▶ Your task
Can you edit the data below so that each "Teacher note" becomes "Annotator note" and nothing else changes? Omit the pictures from your answer.

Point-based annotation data
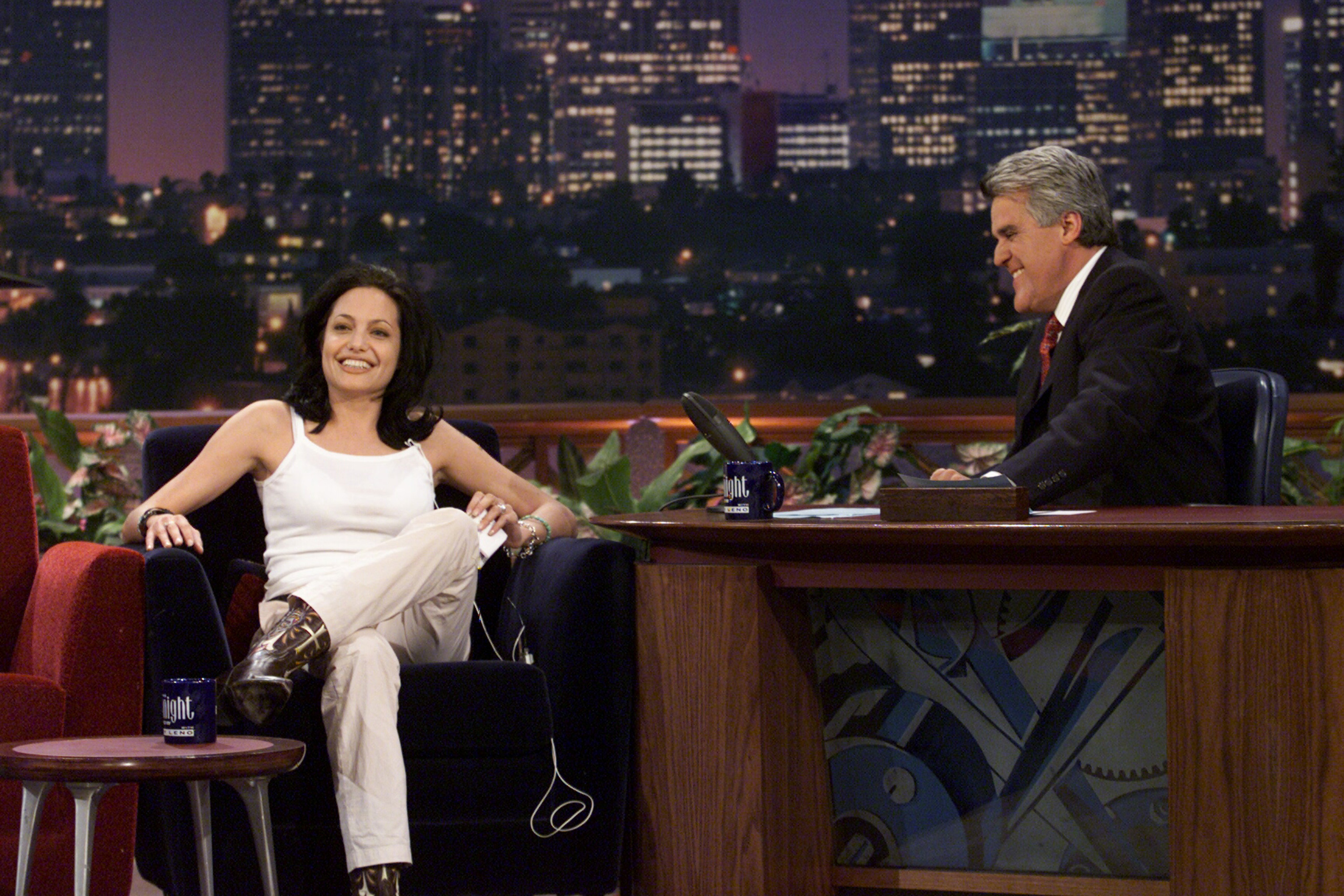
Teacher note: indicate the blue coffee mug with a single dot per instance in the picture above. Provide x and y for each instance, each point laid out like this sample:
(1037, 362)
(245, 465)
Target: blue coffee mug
(752, 491)
(189, 706)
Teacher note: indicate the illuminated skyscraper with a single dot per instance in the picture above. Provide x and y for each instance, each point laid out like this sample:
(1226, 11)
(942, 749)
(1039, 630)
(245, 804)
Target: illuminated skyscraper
(1323, 68)
(1213, 81)
(304, 88)
(814, 134)
(460, 93)
(913, 68)
(940, 84)
(531, 34)
(613, 53)
(54, 89)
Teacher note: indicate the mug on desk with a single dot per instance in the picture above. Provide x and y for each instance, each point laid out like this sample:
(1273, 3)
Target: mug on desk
(189, 706)
(752, 491)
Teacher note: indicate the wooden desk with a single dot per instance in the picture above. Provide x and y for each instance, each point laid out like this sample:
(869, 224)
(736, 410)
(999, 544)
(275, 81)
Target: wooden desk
(733, 789)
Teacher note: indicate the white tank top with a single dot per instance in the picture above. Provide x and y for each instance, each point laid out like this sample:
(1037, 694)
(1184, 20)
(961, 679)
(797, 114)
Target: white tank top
(322, 505)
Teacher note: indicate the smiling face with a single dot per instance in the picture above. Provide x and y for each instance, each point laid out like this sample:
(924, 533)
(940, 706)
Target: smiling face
(362, 343)
(1041, 260)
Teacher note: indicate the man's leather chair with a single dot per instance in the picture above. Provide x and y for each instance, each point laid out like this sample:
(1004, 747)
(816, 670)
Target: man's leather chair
(1253, 414)
(70, 648)
(476, 735)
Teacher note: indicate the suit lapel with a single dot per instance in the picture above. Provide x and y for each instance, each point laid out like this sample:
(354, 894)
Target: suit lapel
(1031, 392)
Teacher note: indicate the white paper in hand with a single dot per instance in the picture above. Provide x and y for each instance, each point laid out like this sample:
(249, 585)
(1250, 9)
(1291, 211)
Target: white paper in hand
(490, 544)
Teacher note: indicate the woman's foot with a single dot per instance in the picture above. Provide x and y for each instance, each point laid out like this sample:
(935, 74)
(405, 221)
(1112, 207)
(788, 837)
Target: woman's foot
(260, 685)
(375, 880)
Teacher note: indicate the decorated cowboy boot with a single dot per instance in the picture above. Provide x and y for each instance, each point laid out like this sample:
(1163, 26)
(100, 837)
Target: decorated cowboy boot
(260, 685)
(375, 880)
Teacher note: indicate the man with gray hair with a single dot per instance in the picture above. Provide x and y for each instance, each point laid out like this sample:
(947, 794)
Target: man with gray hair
(1116, 405)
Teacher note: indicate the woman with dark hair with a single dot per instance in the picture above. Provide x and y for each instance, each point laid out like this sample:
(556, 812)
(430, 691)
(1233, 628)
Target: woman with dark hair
(363, 573)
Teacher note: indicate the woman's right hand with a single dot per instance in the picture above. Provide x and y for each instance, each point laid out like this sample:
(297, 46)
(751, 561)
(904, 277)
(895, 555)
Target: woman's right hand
(172, 531)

▶ Exercise answer
Annotator note: indicate the blue coffee mug with a single dot per instance in the picture above. Provide x and y for each instance, each point laid out like this sample:
(1037, 362)
(245, 465)
Target: blue coffee mug
(752, 491)
(189, 706)
Annotator note: indicate the illuminated skyscraper with a single dot per instance in the picture above. Provide x and y for each instance, each point laid out like this sample:
(1226, 11)
(942, 749)
(1039, 630)
(245, 804)
Target: illuminated skyscraper
(1323, 68)
(1213, 81)
(304, 88)
(814, 134)
(460, 93)
(913, 68)
(940, 84)
(531, 34)
(613, 53)
(54, 89)
Annotator note: indicate the mug on desk with a single dot per instance in the picture above. Provide x and y for each instance, each point laid out like this sample:
(1273, 3)
Target: mug on desk
(189, 706)
(752, 491)
Annotator note: indicate the wooden desk with a single dot per instance in the picture above. Provide x and y for each instance, each point laid out like this sample:
(869, 224)
(736, 410)
(999, 544)
(275, 81)
Target: wooden desk
(733, 789)
Annotator note: indicate the white tank top with a single dot per instance in the picture above. Provide x and y for each instance, each point laid out like this sample:
(1037, 694)
(1184, 20)
(961, 679)
(797, 114)
Target: white tank top
(322, 505)
Annotator note: indicate the smiling face with a single dot per instance in the picture above. Provide x and y for each instance, each point laid out like this sample:
(924, 533)
(940, 706)
Target: smiling face
(362, 343)
(1041, 260)
Annotator note: indicate the man's leather chair with a single dot per instance in the picture above. Provide x and y for each instance, each point laid out like this sample:
(1004, 747)
(816, 670)
Target: man's leather chair
(1253, 414)
(70, 648)
(476, 735)
Annotator note: indicate the suit lapel with a single dot per instance in the picture above. Provide x and y for each instance, each point laid out like this sample:
(354, 894)
Target: suit lapel
(1031, 392)
Annotator note: indicate the white paper in hand with a single dot per instance in the picture above. Provide x and y for each instance, each point laid out like this sample:
(249, 585)
(1250, 9)
(1291, 211)
Target: white paper in hand
(490, 544)
Annotator note: indicate the woman's foot with a single dot per instance in the picture above. Provide x and y for each instance, each point laid out like this sample:
(935, 74)
(405, 221)
(1112, 207)
(788, 837)
Target: woman's foot
(260, 685)
(375, 880)
Annotator note: indicate the decorated cowboy boot with a single dot per instance in the picture above. Provide x and y for each instance, each point laid out like this sample:
(1163, 26)
(100, 837)
Target: decorated cowboy boot
(260, 685)
(375, 880)
Annotator note: indicate the man with gray hair with a single dot per instance in the picture above. Provide x and y for each instance, each point laid out like this sample:
(947, 794)
Target: man with gray hair
(1116, 405)
Annotator note: indicate the woman with dark hair with a single dot per instance in the picture above. Provide x and y for each instance, each point laid out like this sample:
(556, 812)
(430, 691)
(1233, 628)
Target: woman with dark hair
(363, 573)
Annotator note: indicate the woman's right hand with a single dot per instance in the picture above. Provide x and y for each instance, each point laid out like this sample:
(297, 46)
(751, 561)
(904, 277)
(895, 555)
Target: woman's right hand
(172, 531)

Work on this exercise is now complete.